#### Extracted text:
= = =

Scientists have successfully sequenced the genomes of seven people who lived in Europe between 42,000 and 49,000 years ago, revealing that they belonged to the earliest known group of humans to split from the original “Out-of-Africa” lineage. The ancient individuals were also part of the very first population to mix with Neanderthals, picking up sections of DNA from these extinct hominids that can still be found in all non-African populations today.
While the story of how our prehistoric ancestors left Africa and colonized the world is still somewhat patchy, we do know that Homo sapiens arrived in Europe over 45,000 years ago, at a time when Neanderthals inhabited Eurasia. Previous research has identified two distinct populations of early modern humans outside of Africa, one of which is represented by bones from Zlatý kůň from Czechia, while the other hails from Bacho Kiro in Bulgaria.
Intriguingly, genetic analyses of a Zlatý kůň female have revealed traces of a single admixture event with Neanderthals, while genomes from Bacho Kiro display additional Neanderthal DNA that are indicative of subsequent interbreeding. Researchers therefore suspect that the Zlatý kůň woman may have lived shortly after humans left Africa and first encountered Neanderthals, although failed attempts at radiocarbon dating have thwarted all attempts to confirm her age.

= = =

Natural-language descriptions of regions:
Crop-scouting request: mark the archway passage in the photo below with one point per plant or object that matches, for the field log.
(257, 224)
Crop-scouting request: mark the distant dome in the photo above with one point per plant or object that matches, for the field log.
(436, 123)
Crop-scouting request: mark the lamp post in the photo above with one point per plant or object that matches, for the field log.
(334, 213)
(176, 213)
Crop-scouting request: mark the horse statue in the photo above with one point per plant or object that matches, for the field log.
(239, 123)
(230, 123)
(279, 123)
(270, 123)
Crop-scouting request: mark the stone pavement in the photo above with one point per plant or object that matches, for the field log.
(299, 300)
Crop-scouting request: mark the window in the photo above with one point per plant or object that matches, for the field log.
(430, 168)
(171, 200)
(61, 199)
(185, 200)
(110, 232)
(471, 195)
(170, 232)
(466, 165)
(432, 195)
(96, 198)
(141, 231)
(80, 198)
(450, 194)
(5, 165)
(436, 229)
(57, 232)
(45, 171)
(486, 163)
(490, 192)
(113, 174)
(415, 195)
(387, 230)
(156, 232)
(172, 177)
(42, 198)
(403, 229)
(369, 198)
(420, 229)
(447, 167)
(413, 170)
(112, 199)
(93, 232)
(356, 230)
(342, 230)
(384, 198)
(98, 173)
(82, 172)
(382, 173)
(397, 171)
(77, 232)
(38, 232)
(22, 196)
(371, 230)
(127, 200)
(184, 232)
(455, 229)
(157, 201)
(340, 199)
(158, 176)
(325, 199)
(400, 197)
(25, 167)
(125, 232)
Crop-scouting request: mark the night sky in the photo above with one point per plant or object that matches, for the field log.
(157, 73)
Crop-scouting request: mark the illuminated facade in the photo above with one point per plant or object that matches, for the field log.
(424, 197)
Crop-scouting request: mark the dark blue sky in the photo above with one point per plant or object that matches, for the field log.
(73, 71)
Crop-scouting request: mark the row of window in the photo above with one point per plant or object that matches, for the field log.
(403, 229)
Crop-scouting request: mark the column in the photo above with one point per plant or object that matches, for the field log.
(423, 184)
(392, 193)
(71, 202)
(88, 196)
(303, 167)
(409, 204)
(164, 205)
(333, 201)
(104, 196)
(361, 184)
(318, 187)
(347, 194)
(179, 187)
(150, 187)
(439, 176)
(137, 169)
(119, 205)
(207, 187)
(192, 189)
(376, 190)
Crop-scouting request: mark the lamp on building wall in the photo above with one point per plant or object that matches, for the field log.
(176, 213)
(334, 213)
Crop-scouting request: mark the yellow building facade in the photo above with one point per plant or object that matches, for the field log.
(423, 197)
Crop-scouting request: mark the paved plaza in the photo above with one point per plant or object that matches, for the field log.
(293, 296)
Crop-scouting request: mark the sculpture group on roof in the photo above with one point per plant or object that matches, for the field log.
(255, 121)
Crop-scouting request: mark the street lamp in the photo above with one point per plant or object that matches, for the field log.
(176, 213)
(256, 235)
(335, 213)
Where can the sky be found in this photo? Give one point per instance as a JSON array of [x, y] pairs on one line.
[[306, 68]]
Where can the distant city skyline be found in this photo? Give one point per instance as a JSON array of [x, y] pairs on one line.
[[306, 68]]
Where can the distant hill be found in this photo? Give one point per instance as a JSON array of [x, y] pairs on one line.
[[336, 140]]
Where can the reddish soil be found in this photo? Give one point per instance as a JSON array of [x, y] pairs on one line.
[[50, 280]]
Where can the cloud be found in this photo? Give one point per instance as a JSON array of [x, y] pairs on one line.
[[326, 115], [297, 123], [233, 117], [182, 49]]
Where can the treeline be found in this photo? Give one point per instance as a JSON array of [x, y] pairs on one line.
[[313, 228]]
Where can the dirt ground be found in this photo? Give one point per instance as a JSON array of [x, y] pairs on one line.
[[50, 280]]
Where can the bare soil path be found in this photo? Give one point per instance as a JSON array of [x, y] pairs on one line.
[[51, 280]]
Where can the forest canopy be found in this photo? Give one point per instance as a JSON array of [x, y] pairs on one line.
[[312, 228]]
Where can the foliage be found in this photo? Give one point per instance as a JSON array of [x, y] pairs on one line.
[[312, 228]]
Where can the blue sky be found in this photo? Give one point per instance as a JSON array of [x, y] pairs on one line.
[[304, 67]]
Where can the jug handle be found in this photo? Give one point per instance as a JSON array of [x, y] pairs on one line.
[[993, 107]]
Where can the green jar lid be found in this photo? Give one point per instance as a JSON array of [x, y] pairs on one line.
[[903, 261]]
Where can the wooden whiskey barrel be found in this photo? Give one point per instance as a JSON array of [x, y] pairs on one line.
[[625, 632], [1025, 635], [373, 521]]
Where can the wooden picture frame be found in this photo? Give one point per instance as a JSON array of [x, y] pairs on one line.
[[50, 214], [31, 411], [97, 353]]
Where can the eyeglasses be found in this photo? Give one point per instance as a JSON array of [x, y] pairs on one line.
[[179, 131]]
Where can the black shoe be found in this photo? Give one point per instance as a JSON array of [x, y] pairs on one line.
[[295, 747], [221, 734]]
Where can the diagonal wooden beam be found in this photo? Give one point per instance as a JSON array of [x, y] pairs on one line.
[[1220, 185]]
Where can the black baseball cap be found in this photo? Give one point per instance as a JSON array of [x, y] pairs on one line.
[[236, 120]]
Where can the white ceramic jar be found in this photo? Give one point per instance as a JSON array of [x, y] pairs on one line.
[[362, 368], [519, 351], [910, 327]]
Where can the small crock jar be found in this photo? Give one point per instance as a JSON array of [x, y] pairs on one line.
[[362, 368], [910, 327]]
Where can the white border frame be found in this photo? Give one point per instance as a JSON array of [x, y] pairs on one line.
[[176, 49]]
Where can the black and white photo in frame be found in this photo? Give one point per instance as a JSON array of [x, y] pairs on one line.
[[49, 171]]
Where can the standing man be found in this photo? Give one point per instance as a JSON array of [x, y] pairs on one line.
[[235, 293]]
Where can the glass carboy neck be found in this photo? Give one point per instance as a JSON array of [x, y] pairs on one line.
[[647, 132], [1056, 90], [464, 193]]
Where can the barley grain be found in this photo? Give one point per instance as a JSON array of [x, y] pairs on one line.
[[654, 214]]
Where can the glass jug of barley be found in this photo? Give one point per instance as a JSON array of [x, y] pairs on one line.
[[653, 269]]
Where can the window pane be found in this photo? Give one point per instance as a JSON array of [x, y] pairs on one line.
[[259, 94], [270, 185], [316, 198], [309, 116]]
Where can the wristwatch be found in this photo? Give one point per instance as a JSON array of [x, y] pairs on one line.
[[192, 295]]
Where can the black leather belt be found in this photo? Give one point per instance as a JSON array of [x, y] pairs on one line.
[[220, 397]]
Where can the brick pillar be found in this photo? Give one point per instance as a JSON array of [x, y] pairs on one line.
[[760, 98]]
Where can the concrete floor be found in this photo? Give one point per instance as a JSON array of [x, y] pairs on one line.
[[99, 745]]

= = =

#### Action item A:
List each place name that appears in the passage on ancient European genomes, giving each name once.
#### Action item B:
Rewrite the paragraph of the passage on ancient European genomes that begins "While the story of how our prehistoric ancestors" as a short bulleted list that keeps its main facts.
#### Action item C:
Continue the passage on ancient European genomes from its final sentence.
None of the material is needed for this work.

#### Exercise response A:
Europe, Africa, Eurasia, Zlatý kůň, Czechia, Bacho Kiro, Bulgaria

#### Exercise response B:
- How prehistoric ancestors left Africa and colonized the world is still only partly known.
- Homo sapiens reached Europe over 45,000 years ago, when Neanderthals lived in Eurasia.
- Earlier research identified two distinct early modern human populations outside Africa.
- One is represented by bones from Zlatý kůň in Czechia.
- The other comes from Bacho Kiro in Bulgaria.

#### Exercise response C:
By complete chance, however, the authors of a new study have discovered a group of this ancient woman’s kin at a separate site called Ranis, which lies some 230 kilometers (143 miles) away in Germany. After analyzing the genomes of six individuals at Ranis, the researchers found that they were in fact fifth to sixth degree relatives of the Zlatý kůň population.
“They’re sort of extended family,” study author Dr Kay Prüfer told IFLScience. “It would mean that they probably had a great-grandparent in common, or something like that.”
Dating of the Ranis skeletons and stone tools found at the site revealed that these humans all lived between 42,000 and 49,000 years ago, which means the Zlatý kůň community must also have been around at this time. The seven genomes sequenced from the two sites are therefore the oldest ever obtained from members of our species.
Moreover, like the Zlatý kůň specimen, the six Ranis inhabitants also display the genetic markers of a single admixture event with Neanderthals. According to Prüfer, this raises a number of intriguing questions.
Whoever you see that’s not of African ancestry, you can say that 45,000 to 49,000 years ago, our ancestors lived somewhere and probably had the chance to see each other.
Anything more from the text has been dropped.